> [Written problem]
Report how many lines in the rows below contain the string "region", treating uppercase and lowercase as different. Give only the number.

--- Input data ---

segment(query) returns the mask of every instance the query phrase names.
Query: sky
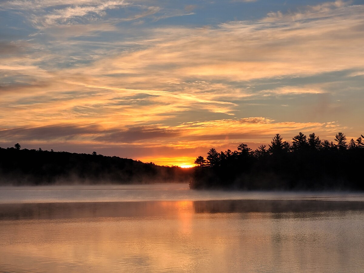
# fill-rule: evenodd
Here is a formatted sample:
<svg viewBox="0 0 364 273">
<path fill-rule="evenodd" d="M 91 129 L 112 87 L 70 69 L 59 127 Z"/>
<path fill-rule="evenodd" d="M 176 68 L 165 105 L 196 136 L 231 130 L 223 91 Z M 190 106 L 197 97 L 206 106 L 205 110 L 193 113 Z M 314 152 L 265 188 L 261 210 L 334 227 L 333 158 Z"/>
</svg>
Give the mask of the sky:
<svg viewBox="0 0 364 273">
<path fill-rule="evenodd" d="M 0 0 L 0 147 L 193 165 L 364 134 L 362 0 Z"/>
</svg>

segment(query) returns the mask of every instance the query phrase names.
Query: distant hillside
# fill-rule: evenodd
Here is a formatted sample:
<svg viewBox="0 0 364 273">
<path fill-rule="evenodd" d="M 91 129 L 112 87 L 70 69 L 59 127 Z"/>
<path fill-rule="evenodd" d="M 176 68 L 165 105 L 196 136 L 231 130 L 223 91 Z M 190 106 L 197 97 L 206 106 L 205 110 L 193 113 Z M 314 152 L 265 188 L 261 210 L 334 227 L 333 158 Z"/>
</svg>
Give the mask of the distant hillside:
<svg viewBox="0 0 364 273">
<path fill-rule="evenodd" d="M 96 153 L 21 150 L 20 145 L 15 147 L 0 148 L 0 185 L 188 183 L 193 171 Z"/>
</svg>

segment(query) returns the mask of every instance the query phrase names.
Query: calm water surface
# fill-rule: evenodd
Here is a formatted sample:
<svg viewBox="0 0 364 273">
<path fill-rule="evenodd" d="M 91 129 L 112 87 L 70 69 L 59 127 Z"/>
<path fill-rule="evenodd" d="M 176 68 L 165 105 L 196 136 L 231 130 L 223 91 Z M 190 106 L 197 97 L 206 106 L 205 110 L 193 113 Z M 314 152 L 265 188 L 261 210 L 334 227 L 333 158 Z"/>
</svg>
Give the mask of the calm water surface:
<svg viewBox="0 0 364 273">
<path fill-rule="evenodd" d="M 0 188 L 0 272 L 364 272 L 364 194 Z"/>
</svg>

---
--- Input data ---

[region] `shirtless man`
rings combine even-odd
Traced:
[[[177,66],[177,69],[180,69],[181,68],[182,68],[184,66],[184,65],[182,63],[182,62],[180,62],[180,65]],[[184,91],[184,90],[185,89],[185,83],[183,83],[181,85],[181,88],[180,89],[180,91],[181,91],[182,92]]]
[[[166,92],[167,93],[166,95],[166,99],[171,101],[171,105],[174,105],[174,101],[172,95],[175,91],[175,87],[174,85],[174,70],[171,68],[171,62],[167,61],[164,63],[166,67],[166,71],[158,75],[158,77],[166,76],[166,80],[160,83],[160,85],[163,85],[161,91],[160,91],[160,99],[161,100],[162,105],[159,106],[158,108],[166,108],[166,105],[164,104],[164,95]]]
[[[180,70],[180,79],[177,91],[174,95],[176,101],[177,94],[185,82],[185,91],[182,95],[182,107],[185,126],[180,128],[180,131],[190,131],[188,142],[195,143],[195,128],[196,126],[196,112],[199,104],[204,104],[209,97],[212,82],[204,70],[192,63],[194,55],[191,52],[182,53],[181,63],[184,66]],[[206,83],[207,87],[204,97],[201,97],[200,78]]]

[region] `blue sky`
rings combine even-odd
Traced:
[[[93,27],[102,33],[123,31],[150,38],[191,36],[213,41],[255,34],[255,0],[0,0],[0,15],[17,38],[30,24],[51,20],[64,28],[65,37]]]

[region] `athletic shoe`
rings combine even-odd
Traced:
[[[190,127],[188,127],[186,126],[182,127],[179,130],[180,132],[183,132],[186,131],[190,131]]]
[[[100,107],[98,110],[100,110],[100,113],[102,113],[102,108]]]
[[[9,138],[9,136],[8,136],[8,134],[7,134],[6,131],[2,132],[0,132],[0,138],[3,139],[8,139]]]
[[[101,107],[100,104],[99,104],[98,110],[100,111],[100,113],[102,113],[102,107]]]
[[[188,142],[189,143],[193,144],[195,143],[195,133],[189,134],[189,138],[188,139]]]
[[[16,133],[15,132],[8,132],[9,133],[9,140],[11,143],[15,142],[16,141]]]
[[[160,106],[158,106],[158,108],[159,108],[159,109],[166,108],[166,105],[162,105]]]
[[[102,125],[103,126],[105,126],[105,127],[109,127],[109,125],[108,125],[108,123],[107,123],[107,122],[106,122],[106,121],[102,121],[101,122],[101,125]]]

---

> [Exercise solution]
3